● **What to produce**
Turn every line of the material below into a numbered list, skipping blank lines and leaving the pictures out.

[Point labels for objects]

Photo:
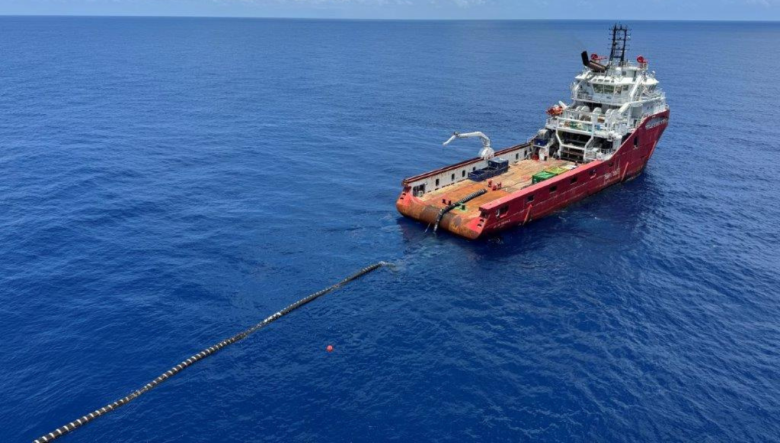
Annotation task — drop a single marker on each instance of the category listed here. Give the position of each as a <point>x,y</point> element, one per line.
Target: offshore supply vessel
<point>604,136</point>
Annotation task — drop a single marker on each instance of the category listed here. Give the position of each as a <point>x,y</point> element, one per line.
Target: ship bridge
<point>610,98</point>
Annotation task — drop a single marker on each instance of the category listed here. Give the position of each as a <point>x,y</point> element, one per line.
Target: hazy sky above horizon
<point>417,9</point>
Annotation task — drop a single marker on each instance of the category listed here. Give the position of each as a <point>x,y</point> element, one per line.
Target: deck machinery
<point>604,136</point>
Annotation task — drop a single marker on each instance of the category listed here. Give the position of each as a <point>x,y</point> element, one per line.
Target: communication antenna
<point>620,37</point>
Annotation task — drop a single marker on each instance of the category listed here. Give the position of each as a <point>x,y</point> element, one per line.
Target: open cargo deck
<point>432,197</point>
<point>519,176</point>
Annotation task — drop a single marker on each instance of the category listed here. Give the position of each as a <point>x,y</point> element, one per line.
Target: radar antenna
<point>620,38</point>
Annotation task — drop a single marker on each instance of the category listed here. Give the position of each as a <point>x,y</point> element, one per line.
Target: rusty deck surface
<point>516,178</point>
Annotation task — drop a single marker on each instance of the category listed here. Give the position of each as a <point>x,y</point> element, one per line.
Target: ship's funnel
<point>593,65</point>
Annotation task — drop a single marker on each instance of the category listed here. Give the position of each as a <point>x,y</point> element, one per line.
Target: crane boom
<point>486,152</point>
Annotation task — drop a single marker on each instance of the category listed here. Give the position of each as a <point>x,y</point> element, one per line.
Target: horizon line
<point>386,19</point>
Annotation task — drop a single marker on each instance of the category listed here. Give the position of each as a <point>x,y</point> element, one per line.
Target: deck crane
<point>486,153</point>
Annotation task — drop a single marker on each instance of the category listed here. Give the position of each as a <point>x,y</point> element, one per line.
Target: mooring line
<point>72,426</point>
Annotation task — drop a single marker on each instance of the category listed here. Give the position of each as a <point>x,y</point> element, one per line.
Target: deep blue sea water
<point>165,183</point>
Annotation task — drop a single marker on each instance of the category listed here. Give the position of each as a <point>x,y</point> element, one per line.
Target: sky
<point>764,10</point>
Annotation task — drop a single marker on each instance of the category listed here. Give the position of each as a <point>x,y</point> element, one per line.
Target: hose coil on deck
<point>72,426</point>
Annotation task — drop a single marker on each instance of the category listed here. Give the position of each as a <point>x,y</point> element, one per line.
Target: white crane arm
<point>486,152</point>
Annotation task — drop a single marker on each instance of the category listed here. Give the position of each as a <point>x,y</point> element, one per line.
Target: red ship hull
<point>500,211</point>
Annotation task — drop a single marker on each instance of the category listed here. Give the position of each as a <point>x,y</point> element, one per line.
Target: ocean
<point>165,183</point>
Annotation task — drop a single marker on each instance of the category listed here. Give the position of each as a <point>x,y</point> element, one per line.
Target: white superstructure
<point>609,101</point>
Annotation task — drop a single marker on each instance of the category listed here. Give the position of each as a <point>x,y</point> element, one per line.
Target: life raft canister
<point>555,110</point>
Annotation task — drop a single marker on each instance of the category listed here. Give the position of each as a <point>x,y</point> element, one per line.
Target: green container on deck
<point>541,176</point>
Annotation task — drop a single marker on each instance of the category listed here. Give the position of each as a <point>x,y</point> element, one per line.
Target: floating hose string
<point>70,427</point>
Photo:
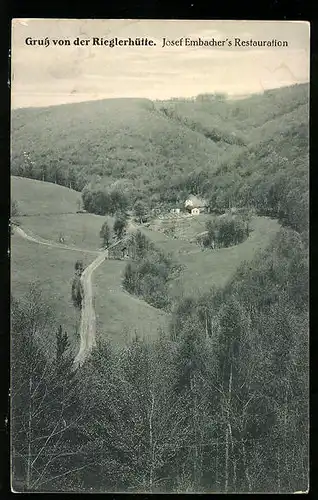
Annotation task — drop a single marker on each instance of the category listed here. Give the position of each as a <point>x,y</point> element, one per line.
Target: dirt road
<point>88,318</point>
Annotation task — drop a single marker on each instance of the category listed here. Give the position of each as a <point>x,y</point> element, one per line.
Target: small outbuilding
<point>195,205</point>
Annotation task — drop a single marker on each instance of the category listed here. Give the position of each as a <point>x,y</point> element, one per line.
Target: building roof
<point>195,202</point>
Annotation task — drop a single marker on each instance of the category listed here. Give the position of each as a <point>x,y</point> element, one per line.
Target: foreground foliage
<point>218,404</point>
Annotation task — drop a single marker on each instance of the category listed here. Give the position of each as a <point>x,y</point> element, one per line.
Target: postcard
<point>159,256</point>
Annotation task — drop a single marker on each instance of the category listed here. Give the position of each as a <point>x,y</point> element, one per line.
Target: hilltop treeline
<point>248,152</point>
<point>219,403</point>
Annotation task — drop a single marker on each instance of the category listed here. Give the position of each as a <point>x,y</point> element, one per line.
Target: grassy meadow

● **Correct response**
1. Photo:
2. Annotation task — drop a single marker on each instance of the category listed here. Give the position of each as a <point>x,y</point> element, one per line.
3. Target: offshore supply vessel
4. <point>604,136</point>
5. Annotation task — drop a single marker on each instance of the category listed here. Give the position of each as a <point>x,y</point> element, one per line.
6. Target: ship bridge
7. <point>610,98</point>
8. Annotation task — drop a single marker on each instance of the category listed here. Give the position of each as a <point>x,y</point> element, one per line.
9. Target: hazy sky above horizon
10. <point>417,9</point>
11. Annotation task — drop a single marker on each instance of the category listed here. Give the position of each as a <point>x,y</point> element, one per line.
12. Target: deck machinery
13. <point>604,136</point>
14. Annotation task — drop a single marker on each instance of the category listed here. Give the position of each as a <point>x,y</point> element, one per line.
15. Target: communication antenna
16. <point>620,37</point>
17. Annotation task — drop a single marker on each instance of the category listed here. Give the position of each as a <point>x,y</point> element, one per line.
18. Target: open cargo deck
19. <point>432,197</point>
20. <point>519,176</point>
21. Annotation task — drop a single marker on each instance of the category listed here. Give the position of each as a <point>x,y</point> element, one per line.
22. Target: radar antenna
23. <point>620,38</point>
24. Annotation task — drop a single marker on each instance of the category listed here. Give the position of each as a <point>x,y</point> element, one per line.
25. Target: rusty deck surface
26. <point>516,178</point>
27. Annotation task — drop a single marker on each instance of the category listed here. Give the position of each as a <point>x,y</point> element, one per line.
28. Target: ship's funnel
29. <point>593,65</point>
30. Annotation task — drop a single marker on each instance of the category listed here. Give the position of each as a <point>x,y</point> element, one per line.
31. Target: crane boom
32. <point>486,152</point>
33. Annotation task — drop a single marker on each instance of the category listed here. Give the position of each as a <point>x,y</point> element, one per line.
34. Target: horizon line
35. <point>386,19</point>
36. Annotation task — drop a single marker on each instance of the category listed here. Give the position of each as a <point>x,y</point> element, one per line.
37. Target: deck crane
38. <point>486,153</point>
39. Annotation task — drop a single marker on each instance of the category listed here. Give the position of each as a <point>x,y</point> element, one per line.
40. Target: mooring line
41. <point>72,426</point>
42. Annotation task — drop a single marker on each instance of the category listed here. Give the position of each as a <point>x,y</point> element, one per line.
43. Target: deep blue sea water
44. <point>165,183</point>
45. Annotation task — drop a single marker on each instance of the category listed here. Give the position of each as a <point>x,y</point> element, one per line.
46. Target: sky
47. <point>764,10</point>
48. Annotation task — drop a single marker on each instance of the category listed here. Give the position of each as a <point>x,y</point> element, one per line.
49. Target: hose coil on deck
50. <point>72,426</point>
51. Annotation task — drop a single marker on each instance of the category listed here. Give the position of each as a <point>x,y</point> element, one per line.
52. Target: white crane arm
53. <point>486,152</point>
54. Annotation task — drop a single marker on each instance of the category listed here. Give the position of each as a <point>x,y</point> element, one per line.
55. Target: red ship hull
56. <point>500,211</point>
57. Annotation task — drop a single marker on each instance of the category listed here. Give the position of each as a <point>x,y</point> element, one per line.
58. Target: ocean
59. <point>165,183</point>
60. Annotation task — drop a single marker on each instance of the category listed here. Give the position of each as a <point>x,y</point> element, one per line.
61. Target: white superstructure
62. <point>609,101</point>
63. Annotation task — drop a single marker on each instance of the category listed here. Give the position of each as a <point>x,y</point> element, one per line.
64. Target: life raft canister
65. <point>555,110</point>
66. Annotation task — drop a single marker on each instance of the category listed here. Give the position of each as a <point>x,y</point> element, one per line.
67. Target: green container on deck
68. <point>541,176</point>
69. Annotation task — drop a single marker on each instance of the category listed here. Give the position of each as a <point>x,y</point> element, one per line.
70. Target: floating hose string
71. <point>70,427</point>
72. Photo:
73. Annotation task — drop a single marker on each instance of the category listed here. Give the position of each as a <point>x,y</point> element, one per line.
74. Target: dirt road
75. <point>88,318</point>
76. Annotation task — drop a single marker on each instance of the category listed here. Give the position of each as a <point>x,y</point> element, one per line.
77. Target: small outbuilding
78. <point>195,205</point>
79. Annotation task — drop a single marker on each instance of the category listed here. Give the position of each as a <point>x,y</point> element, one per line.
80. Target: building roof
81. <point>195,202</point>
82. Annotation task — drop a single marker on each instance of the category listed here. Give the position of each as a <point>x,y</point> element, one per line.
83. Target: foreground foliage
84. <point>218,404</point>
85. Annotation task — drop a single marker on each instance of the category listed here. Give the position of each as a <point>x,y</point> element, one per line.
86. Target: postcard
87. <point>159,256</point>
88. Annotation task — drop a single marker on each instance of the category listed here. Give the position of each as a <point>x,y</point> element, one per line.
89. Target: hilltop treeline
90. <point>248,152</point>
91. <point>219,403</point>
92. Annotation task — drop a single marker on each instance of the category listed here. Give the position of each as a <point>x,y</point> element, one per line.
93. Target: grassy meadow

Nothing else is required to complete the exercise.